## [Text provided]
# buffalo head cichlid set up



## james1983 (Dec 23, 2007)

I'm thinking of the following setup. I would like opinions on things to change or add. It'll be a 4ft 65 gallon tank.

Buffalo head pair
6-8 Congo tetra
4 syno nigriventris
Lots of anubias and driftwood.

A little current for the cichlids, but not enough to disrupt the cats or tetra.


----------



## KempDesign (Feb 27, 2014)

Thinking about doing a 55 with the same exact set up. The only difference is I would like to add one other pair of cichlids. Not sure which yet. I am picking up a complete 55 for $75 from a friend so this will be my next tank after I finish my 210 Mbuna tank.


----------



## Deeda (Oct 12, 2012)

I'm not sure about the Congo tetras as a tank mate but you can check the 20 long Cookie Cutter setup in the Library for some tank mate suggestions. Your tank size should be a great set up!


----------



## james1983 (Dec 23, 2007)

Deeda said:


> I'm not sure about the Congo tetras as a tank mate but you can check the 20 long Cookie Cutter setup in the Library for some tank mate suggestions. Your tank size should be a great set up!


What would be the Congo tetra issue? From what I've found they live in areas with current, same as the cichlids. I don't believe the cichlids would be aggressive with them. I've had the buffalo heads for about a year so far in a 40 breeder with a school of lampeye tetras.


----------



## Deeda (Oct 12, 2012)

## [Recorded information]
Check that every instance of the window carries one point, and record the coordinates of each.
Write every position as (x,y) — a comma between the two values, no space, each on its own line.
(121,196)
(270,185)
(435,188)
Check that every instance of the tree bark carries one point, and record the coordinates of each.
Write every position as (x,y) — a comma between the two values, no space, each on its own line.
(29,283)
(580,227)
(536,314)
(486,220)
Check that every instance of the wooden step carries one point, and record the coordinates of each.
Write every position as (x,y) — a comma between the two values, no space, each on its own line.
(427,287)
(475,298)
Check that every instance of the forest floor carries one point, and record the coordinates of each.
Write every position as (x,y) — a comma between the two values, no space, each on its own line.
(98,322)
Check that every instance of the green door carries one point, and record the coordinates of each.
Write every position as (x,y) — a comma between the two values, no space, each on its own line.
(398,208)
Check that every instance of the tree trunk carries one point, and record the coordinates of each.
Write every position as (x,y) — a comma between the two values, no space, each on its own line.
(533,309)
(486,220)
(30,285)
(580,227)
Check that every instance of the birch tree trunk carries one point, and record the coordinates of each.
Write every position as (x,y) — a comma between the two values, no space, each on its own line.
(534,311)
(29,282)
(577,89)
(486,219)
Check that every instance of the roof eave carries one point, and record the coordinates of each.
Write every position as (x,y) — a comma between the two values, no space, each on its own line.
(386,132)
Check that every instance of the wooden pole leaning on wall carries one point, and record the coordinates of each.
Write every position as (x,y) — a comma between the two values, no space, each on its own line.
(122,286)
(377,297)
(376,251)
* * *
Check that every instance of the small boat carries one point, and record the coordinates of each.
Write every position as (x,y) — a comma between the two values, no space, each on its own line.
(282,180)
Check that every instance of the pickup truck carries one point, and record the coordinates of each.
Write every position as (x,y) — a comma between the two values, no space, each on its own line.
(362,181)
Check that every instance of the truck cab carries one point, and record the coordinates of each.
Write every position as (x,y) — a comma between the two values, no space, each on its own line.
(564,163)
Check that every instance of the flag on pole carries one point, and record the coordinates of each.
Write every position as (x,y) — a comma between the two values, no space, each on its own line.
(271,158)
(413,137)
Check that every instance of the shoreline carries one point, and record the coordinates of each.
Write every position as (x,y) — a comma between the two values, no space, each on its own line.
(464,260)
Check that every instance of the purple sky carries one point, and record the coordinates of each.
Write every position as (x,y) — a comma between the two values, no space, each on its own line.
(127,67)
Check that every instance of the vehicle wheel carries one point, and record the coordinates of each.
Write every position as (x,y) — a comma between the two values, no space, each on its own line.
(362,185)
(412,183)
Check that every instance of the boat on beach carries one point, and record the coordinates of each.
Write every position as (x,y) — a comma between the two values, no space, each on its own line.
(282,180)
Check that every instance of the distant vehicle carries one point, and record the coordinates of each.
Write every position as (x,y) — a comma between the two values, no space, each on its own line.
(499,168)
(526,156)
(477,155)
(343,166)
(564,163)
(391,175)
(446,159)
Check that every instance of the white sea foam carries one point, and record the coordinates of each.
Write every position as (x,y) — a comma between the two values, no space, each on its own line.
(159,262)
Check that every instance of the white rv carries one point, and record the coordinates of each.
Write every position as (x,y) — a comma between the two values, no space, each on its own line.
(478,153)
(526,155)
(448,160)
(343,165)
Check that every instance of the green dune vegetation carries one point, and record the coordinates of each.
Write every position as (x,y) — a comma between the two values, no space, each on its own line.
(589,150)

## [Problem]
Reproduce the passage of the cichlid setup thread that starts with "## KempDesign (Feb" and goes on through "210 Mbuna tank.".

## [Task result]
## KempDesign (Feb 27, 2014)

Thinking about doing a 55 with the same exact set up. The only difference is I would like to add one other pair of cichlids. Not sure which yet. I am picking up a complete 55 for $75 from a friend so this will be my next tank after I finish my 210 Mbuna tank.